→ SELECTED EXCERPT
*-*-*
Regarding climate in Colombia, it goes from warm temperatures along coastlines, lowlands and eastern plains where mean temperature is higher than 24 \(^{\circ }\)C to colder temperatures in highlands and moorlands (i.e., páramos) where mean temperature is around 10 \(^\circ\)C or lower. Depending on the methodology, experts can identify up to seventeen climates throughout the country (Guzman et al. 2014; Cruz-Bernal et al. 2018).

Another relevant factor affecting the climate in Colombia is the presence of moisture over the country which mainly depends on interactions between four primary sources: the Atlantic Ocean, the Pacific Ocean, the Orinoco River basin, and the Amazon River basin (Hoyos et al. 2018; Sakamoto et al. 2012).

Mentioned factors, among others, configure a great diversity of climates and vegetation. Therefore, depending on the region, one or two major rainy seasons occur, particularly at medium altitudes around the foothills of mountain ranges (Oster 1979).

2 Spatial distribution of total lightning activity in Colombia

2.1 Annual spatial distribution of total lightning activity

The data products used in this study provide information about the mean lightning activity. There is no lightning data per year; thus, they lack information to establish lightning trends for the observation period. Therefore the authors turn to the TRMM LIS datasets, which provide yearly data with similar information but coarser resolution. From that dataset was possible to establish an annual trend for the observation period. The result shows a behavior mark for two characteristics: (i) it seems to exist an increasing trend of lightning activity in Colombia, (ii) there is a quasi-periodical variation of lightning activity.
*-*-*
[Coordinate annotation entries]
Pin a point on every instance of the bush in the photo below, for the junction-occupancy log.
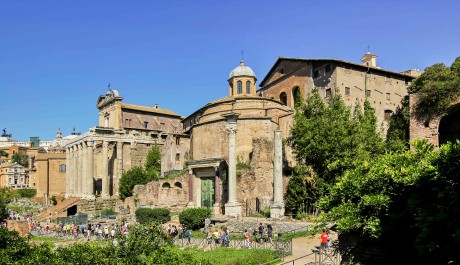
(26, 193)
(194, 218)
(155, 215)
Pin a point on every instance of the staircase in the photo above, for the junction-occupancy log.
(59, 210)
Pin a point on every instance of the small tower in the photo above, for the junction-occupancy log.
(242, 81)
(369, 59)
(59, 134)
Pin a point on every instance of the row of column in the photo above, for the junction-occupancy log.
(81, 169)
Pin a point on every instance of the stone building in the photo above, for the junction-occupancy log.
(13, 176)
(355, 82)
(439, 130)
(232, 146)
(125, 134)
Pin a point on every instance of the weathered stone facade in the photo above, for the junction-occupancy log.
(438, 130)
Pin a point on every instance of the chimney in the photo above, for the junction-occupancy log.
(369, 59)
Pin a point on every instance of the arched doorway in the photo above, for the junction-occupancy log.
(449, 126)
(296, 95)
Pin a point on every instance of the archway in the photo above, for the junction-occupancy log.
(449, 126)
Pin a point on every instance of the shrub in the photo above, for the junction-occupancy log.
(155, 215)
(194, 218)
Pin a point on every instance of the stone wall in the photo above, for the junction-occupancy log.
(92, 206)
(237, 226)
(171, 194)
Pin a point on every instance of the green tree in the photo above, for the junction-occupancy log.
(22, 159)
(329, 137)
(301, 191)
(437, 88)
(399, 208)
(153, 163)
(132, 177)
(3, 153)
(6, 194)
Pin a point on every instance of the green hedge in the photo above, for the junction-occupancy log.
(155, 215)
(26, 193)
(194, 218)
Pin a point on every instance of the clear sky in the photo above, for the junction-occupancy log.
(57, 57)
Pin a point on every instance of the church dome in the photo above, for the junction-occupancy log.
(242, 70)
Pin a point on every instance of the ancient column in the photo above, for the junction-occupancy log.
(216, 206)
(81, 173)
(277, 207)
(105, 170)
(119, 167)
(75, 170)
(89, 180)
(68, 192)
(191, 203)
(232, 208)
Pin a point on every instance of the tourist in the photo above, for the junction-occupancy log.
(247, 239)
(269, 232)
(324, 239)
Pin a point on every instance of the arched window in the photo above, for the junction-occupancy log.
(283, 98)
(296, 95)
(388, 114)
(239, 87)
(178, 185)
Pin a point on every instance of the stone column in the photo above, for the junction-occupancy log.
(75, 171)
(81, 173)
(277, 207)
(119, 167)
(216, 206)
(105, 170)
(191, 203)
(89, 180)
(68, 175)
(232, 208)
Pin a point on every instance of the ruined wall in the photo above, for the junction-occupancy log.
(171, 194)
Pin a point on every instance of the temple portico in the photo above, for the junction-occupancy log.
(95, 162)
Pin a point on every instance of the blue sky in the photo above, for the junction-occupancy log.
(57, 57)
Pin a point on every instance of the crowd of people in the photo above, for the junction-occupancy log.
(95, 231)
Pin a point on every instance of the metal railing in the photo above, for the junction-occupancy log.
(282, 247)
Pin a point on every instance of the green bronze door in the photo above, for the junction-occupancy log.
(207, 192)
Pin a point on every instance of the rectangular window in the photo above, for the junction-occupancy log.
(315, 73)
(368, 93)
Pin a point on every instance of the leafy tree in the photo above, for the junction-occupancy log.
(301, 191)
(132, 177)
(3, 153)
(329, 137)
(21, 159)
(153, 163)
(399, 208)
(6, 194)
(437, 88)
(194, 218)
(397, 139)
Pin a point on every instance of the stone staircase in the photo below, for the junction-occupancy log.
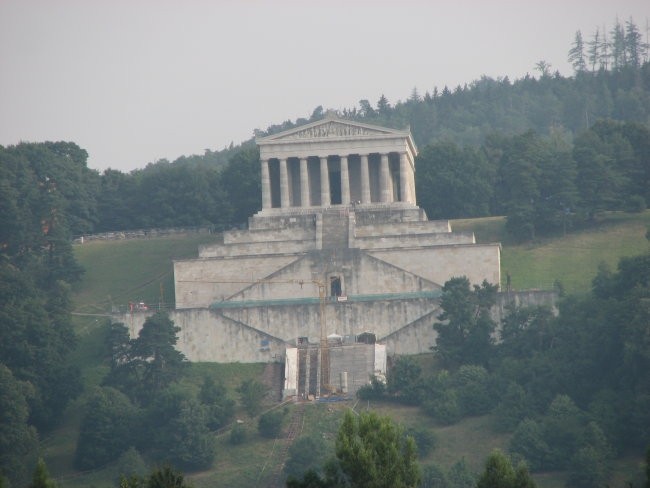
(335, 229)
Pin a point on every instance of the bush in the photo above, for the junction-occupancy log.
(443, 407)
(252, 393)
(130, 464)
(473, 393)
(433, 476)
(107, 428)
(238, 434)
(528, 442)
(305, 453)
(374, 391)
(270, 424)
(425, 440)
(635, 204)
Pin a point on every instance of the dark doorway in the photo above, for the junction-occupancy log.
*-*-*
→ EXERCISE DIRECTIONS
Copy out the full excerpt on Colombia's climate and lightning activity word for word.

→ THE REPLY
Regarding climate in Colombia, it goes from warm temperatures along coastlines, lowlands and eastern plains where mean temperature is higher than 24 \(^{\circ }\)C to colder temperatures in highlands and moorlands (i.e., páramos) where mean temperature is around 10 \(^\circ\)C or lower. Depending on the methodology, experts can identify up to seventeen climates throughout the country (Guzman et al. 2014; Cruz-Bernal et al. 2018).

Another relevant factor affecting the climate in Colombia is the presence of moisture over the country which mainly depends on interactions between four primary sources: the Atlantic Ocean, the Pacific Ocean, the Orinoco River basin, and the Amazon River basin (Hoyos et al. 2018; Sakamoto et al. 2012).

Mentioned factors, among others, configure a great diversity of climates and vegetation. Therefore, depending on the region, one or two major rainy seasons occur, particularly at medium altitudes around the foothills of mountain ranges (Oster 1979).

2 Spatial distribution of total lightning activity in Colombia

2.1 Annual spatial distribution of total lightning activity

The data products used in this study provide information about the mean lightning activity. There is no lightning data per year; thus, they lack information to establish lightning trends for the observation period. Therefore the authors turn to the TRMM LIS datasets, which provide yearly data with similar information but coarser resolution. From that dataset was possible to establish an annual trend for the observation period. The result shows a behavior mark for two characteristics: (i) it seems to exist an increasing trend of lightning activity in Colombia, (ii) there is a quasi-periodical variation of lightning activity.